» **WORK TO BE COMPLETED**
The required output is the line that contains "point per instance: black metal" plus every line after it in the listing below, copied exactly as it appears.

» **Data extracted from a collection**
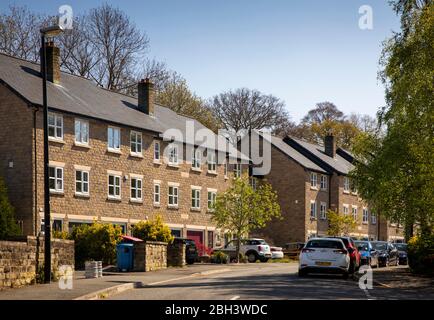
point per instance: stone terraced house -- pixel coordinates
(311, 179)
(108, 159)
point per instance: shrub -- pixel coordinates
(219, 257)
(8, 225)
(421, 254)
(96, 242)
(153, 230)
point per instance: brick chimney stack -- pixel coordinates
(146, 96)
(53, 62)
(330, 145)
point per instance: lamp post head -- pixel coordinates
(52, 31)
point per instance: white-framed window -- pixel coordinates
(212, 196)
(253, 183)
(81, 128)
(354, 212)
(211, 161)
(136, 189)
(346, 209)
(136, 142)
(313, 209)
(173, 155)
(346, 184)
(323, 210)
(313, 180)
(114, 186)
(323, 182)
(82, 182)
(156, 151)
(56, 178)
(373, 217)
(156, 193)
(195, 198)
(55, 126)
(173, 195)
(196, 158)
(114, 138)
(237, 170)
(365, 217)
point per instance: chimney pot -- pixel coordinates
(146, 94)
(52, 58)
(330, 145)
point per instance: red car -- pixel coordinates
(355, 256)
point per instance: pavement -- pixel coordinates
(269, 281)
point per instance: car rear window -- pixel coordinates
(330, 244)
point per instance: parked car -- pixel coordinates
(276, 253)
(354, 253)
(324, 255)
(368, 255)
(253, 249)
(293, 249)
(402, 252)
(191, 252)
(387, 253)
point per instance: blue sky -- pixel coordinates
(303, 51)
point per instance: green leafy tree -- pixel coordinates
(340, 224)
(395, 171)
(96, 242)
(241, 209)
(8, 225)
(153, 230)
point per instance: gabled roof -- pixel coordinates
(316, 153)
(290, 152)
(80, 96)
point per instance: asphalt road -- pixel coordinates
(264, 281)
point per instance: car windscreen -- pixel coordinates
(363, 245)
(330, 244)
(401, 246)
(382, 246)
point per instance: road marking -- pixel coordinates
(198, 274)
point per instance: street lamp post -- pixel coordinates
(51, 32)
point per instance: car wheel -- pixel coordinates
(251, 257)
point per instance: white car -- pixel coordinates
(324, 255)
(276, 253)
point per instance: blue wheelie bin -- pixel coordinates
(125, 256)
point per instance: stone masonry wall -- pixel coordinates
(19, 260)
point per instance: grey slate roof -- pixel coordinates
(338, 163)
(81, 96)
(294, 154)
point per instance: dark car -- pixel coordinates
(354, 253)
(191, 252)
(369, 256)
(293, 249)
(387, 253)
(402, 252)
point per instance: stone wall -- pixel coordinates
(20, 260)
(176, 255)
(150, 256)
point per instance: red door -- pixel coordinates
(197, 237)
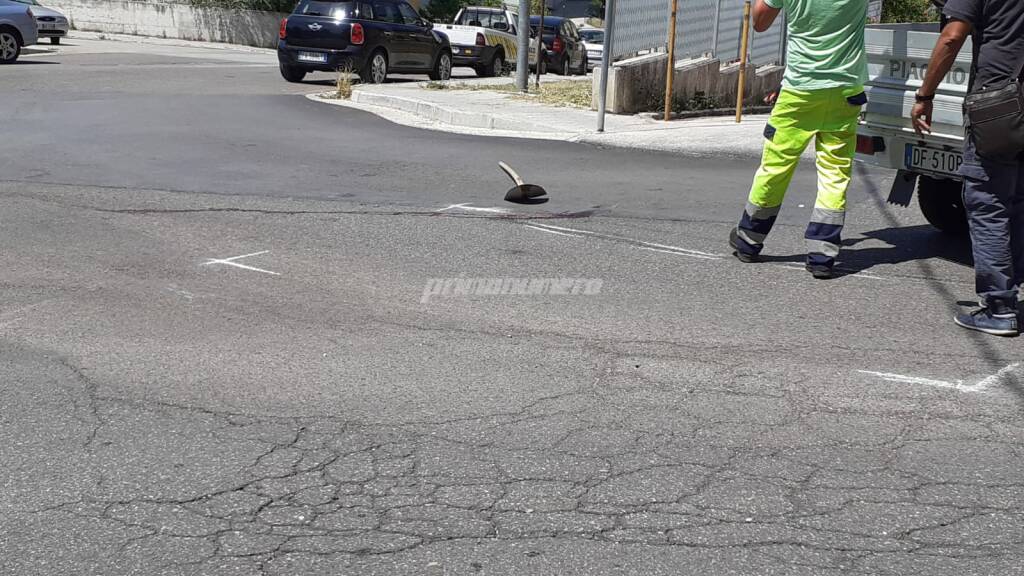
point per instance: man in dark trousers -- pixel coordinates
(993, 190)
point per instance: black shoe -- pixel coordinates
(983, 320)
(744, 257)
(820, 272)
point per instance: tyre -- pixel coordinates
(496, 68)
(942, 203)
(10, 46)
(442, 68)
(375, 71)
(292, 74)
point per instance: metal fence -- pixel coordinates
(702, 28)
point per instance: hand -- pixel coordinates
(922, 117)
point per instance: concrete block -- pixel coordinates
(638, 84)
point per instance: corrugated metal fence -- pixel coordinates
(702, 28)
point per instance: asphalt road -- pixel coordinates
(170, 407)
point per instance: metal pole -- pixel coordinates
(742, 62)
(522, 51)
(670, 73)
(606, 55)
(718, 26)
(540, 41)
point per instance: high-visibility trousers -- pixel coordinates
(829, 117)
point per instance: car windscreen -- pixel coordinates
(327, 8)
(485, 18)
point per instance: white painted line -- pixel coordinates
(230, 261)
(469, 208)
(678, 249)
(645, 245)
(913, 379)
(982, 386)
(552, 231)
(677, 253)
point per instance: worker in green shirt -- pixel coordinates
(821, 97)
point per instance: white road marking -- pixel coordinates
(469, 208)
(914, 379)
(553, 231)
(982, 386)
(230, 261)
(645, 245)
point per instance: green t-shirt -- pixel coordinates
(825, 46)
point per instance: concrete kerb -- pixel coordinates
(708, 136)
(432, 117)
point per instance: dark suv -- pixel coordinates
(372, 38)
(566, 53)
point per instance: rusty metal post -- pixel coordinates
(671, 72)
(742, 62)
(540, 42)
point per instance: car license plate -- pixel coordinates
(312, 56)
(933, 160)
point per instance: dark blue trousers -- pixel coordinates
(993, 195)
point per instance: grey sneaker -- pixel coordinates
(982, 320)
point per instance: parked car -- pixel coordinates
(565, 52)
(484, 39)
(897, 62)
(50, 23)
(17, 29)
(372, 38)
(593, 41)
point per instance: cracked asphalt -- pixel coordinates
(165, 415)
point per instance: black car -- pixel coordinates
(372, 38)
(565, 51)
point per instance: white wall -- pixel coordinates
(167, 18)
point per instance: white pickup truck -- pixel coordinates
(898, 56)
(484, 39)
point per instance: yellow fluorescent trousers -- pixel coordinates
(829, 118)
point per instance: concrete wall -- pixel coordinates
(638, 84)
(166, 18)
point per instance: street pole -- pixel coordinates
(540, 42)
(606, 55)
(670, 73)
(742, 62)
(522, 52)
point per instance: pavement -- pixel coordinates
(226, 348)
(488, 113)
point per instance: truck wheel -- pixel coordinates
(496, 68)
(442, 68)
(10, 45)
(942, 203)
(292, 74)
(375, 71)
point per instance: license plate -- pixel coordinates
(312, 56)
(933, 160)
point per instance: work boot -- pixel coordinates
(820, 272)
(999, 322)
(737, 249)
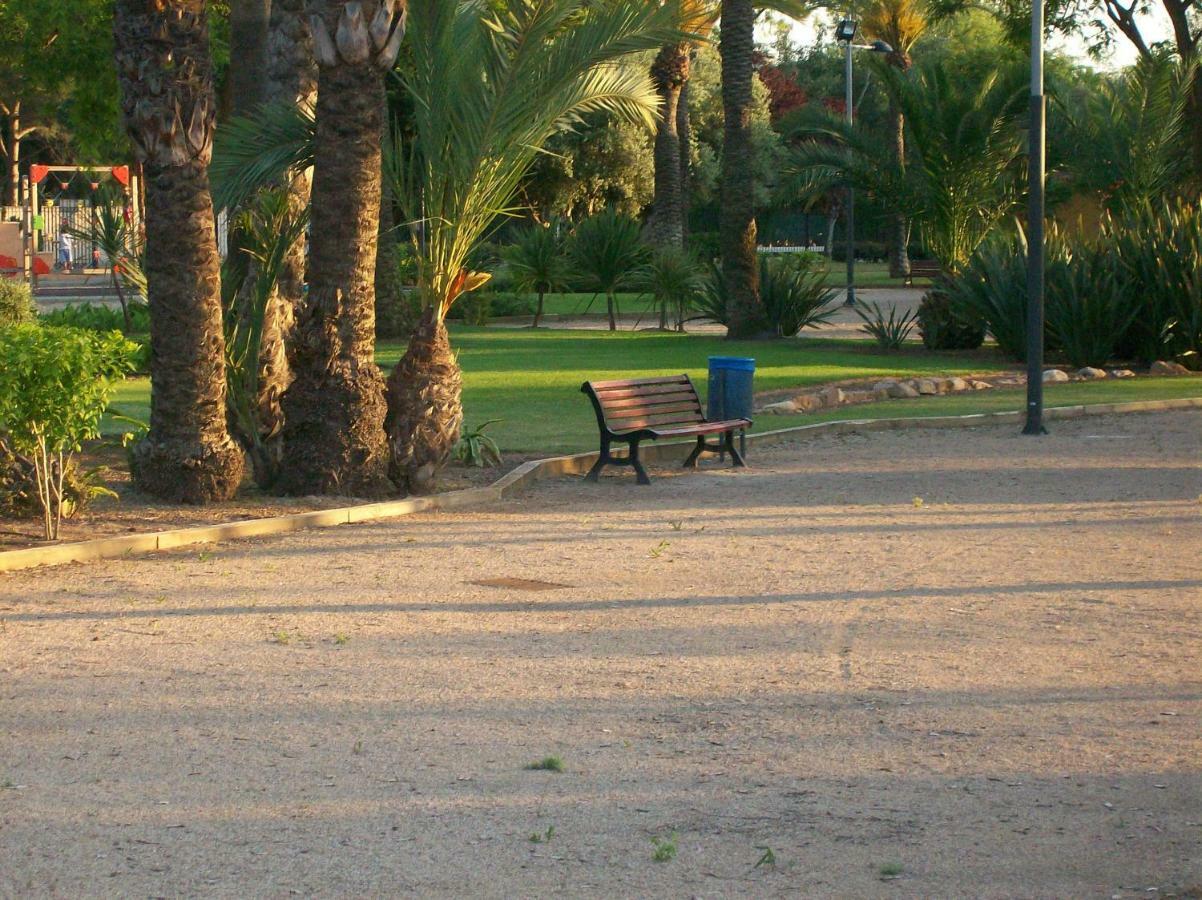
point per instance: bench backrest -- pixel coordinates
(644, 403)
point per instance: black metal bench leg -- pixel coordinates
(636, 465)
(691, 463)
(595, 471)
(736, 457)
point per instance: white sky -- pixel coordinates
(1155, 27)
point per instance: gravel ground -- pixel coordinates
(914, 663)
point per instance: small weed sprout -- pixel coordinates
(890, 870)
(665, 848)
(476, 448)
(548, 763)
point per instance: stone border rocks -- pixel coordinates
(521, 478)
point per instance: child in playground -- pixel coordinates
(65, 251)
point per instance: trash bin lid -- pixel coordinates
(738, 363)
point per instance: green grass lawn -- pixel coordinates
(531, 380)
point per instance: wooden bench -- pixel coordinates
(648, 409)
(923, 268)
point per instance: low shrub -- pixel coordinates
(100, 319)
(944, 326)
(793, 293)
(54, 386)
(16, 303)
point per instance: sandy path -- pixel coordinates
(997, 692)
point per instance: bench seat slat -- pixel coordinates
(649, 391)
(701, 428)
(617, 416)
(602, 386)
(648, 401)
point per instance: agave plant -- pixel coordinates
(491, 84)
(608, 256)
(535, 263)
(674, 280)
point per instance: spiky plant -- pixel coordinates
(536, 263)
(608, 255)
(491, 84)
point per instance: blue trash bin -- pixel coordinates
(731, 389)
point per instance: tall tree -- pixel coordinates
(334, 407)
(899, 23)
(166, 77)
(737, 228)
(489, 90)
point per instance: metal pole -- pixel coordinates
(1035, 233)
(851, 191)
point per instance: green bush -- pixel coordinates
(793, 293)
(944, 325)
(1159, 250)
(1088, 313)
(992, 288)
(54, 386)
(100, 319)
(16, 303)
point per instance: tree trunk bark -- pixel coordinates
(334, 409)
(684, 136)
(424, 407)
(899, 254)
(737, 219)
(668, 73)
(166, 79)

» **PROBLEM SOLUTION**
point per instance: black metal bench leg -- pixel coordinates
(636, 465)
(691, 463)
(595, 471)
(736, 457)
point per instance: white sky -- pixel coordinates
(1155, 27)
point per instance: gravel ground -- pixel coordinates
(914, 663)
point per instance: small weed sprout -- pixel coordinates
(890, 870)
(665, 848)
(476, 448)
(548, 763)
point per instance: stone border rocks -- pixel coordinates
(521, 478)
point per instance: child in playground -- pixel coordinates
(65, 251)
point per instance: trash bin lid -- pixel coordinates
(738, 363)
point per instance: green grass lawn -- pixel coordinates
(531, 380)
point per instance: wooden bench -- pixel coordinates
(648, 409)
(923, 268)
point per instance: low shrub -- pixel coordinates
(100, 319)
(944, 326)
(793, 293)
(54, 386)
(16, 303)
point per instance: sandy path -- pixel coordinates
(997, 692)
point per instance: bench seat slat -- pixel coordinates
(649, 391)
(701, 428)
(617, 416)
(602, 386)
(648, 401)
point per instance: agave plant -- pixel coordinates
(491, 84)
(608, 256)
(535, 263)
(674, 280)
point per instance: spiky plant -- pixel coordinates
(536, 263)
(608, 255)
(491, 84)
point per instance: blue trash bin -- pixel coordinates
(731, 389)
point per instance: tall tree -- pixel coordinates
(334, 407)
(899, 23)
(166, 77)
(737, 228)
(489, 90)
point per instance: metal pole -- pixel coordinates
(1035, 233)
(851, 191)
point per instance: green bush -- pixel coordinates
(793, 293)
(944, 325)
(1159, 250)
(1088, 313)
(992, 288)
(54, 386)
(100, 319)
(16, 303)
point per instance: tree trunk bark -- pixel coordinates
(334, 409)
(684, 136)
(424, 407)
(899, 254)
(737, 219)
(668, 73)
(166, 79)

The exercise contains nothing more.